Point-per-instance localization data:
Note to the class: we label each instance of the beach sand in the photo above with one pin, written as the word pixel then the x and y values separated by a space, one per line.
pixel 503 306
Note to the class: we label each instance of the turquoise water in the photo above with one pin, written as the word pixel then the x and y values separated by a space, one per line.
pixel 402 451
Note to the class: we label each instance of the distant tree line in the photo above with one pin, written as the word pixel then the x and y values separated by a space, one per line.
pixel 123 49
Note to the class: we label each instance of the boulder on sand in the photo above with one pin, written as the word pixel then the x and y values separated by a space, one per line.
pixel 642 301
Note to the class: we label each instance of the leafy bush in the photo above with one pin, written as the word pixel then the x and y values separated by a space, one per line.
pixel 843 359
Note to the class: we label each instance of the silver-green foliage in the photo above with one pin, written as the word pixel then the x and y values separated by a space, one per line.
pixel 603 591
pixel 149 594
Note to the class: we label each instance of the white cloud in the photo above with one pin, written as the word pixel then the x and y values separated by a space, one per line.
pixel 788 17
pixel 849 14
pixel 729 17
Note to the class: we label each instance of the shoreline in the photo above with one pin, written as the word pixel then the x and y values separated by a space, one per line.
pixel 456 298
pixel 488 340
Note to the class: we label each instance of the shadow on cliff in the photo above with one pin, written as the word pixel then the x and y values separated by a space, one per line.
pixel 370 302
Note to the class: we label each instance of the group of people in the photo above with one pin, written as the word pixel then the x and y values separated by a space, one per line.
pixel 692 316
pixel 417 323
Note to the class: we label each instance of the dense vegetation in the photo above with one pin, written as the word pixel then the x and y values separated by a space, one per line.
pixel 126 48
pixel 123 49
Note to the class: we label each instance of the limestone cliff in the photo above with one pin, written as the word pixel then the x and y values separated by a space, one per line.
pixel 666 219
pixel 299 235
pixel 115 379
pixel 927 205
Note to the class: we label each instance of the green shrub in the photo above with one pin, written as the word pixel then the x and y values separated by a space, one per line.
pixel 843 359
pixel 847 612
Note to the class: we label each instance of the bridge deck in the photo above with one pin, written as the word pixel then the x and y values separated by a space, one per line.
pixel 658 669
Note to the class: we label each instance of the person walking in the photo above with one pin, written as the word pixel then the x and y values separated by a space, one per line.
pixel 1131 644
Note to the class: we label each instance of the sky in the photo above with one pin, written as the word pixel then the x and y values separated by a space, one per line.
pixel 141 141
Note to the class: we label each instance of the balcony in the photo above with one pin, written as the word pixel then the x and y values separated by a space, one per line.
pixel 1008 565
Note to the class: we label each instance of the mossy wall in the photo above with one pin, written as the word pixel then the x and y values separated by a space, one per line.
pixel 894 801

ABOUT THIS TASK: Reproduce every record word for word.

THE COMPLETED TASK:
Note to the class: we label each instance of the beach sand in the photo above with one pin, written as the word pixel then the x and y values separated by a space, one per line.
pixel 503 306
Note to the class: we label each instance of the turquoise water in the photo above with one pin, written as the word pixel then the x and y values separated by a space, one per line.
pixel 402 451
Note to the class: we label each instance of the distant tree line in the photo above with one pin, written as the word pixel then the x and y values separated by a space, one per line.
pixel 123 49
Note to the class: we label each instance of the boulder on sand in the photo above with one pin, written as the word pixel then the x and y values separated by a space, one per line.
pixel 642 301
Note to the class: we label each instance of the leafy bush in the photo above with one pin, written as the word pixel then the x and y values separated by a space, one per line.
pixel 843 359
Note to the class: we label each instance of the silver-green foliage in the photo above with one pin, written as the word pixel then the x and y values separated by a space, one per line.
pixel 603 591
pixel 149 594
Note to the class: we label each instance of the white cloud in the photo above with one pin, written as the word pixel then the x and y values separated by a space, one per line.
pixel 788 17
pixel 849 14
pixel 729 17
Note to the class: we label each instance of the shoreline in the photo above with one pin, written as the word pixel then the x and y values separated by a space, one per line.
pixel 456 298
pixel 488 340
Note to the class: we label each instance of the shadow on cliff in the photo above with one pin, written as the word pixel then the x and y values separated by a space, one per line.
pixel 370 302
Note to the class: we label each instance of the group of people in the photo above with one pin, written as the word pixel then the x and y values separated by a space, one per line.
pixel 692 316
pixel 417 323
Note to the class: we label each instance of the dense vegetation in the photo above with one pin, written as the word pixel then the x and y values separated by a space, one per line.
pixel 126 48
pixel 123 49
Note to the class: we label each instance of the limestone cliff in the photo above with one pin, written as the word pixel then the x and y values separated by a space, one per line.
pixel 666 219
pixel 299 235
pixel 115 379
pixel 927 205
Note to the class: we label each instance of the green shrub in the photo above with one pin, written as the word pixel then the x and y values separated by a space, one per line.
pixel 843 359
pixel 847 612
Note to the class: we label each instance of the bridge deck in the photo above with one pin, written as the word pixel then the x and y values separated by a space, one per line.
pixel 658 669
Note to the class: we label each instance of the person walking in the photo above with one pin, written as the word pixel then the x and y values separated by a space, one per line.
pixel 1131 644
Note to the class: we label each instance of the sky in the photo above with one pin, written as the word pixel then the x and y values separated by a space, one per line.
pixel 141 141
Note to the class: we label each instance of the balcony in the photo above with one pin, written as the word pixel then the x and y values separated by a space, one per line.
pixel 1008 565
Note to the class: we label each instance of the mossy wall in the photo above with one pin, written as the word pixel then the x and y values separated by a space, one per line.
pixel 894 801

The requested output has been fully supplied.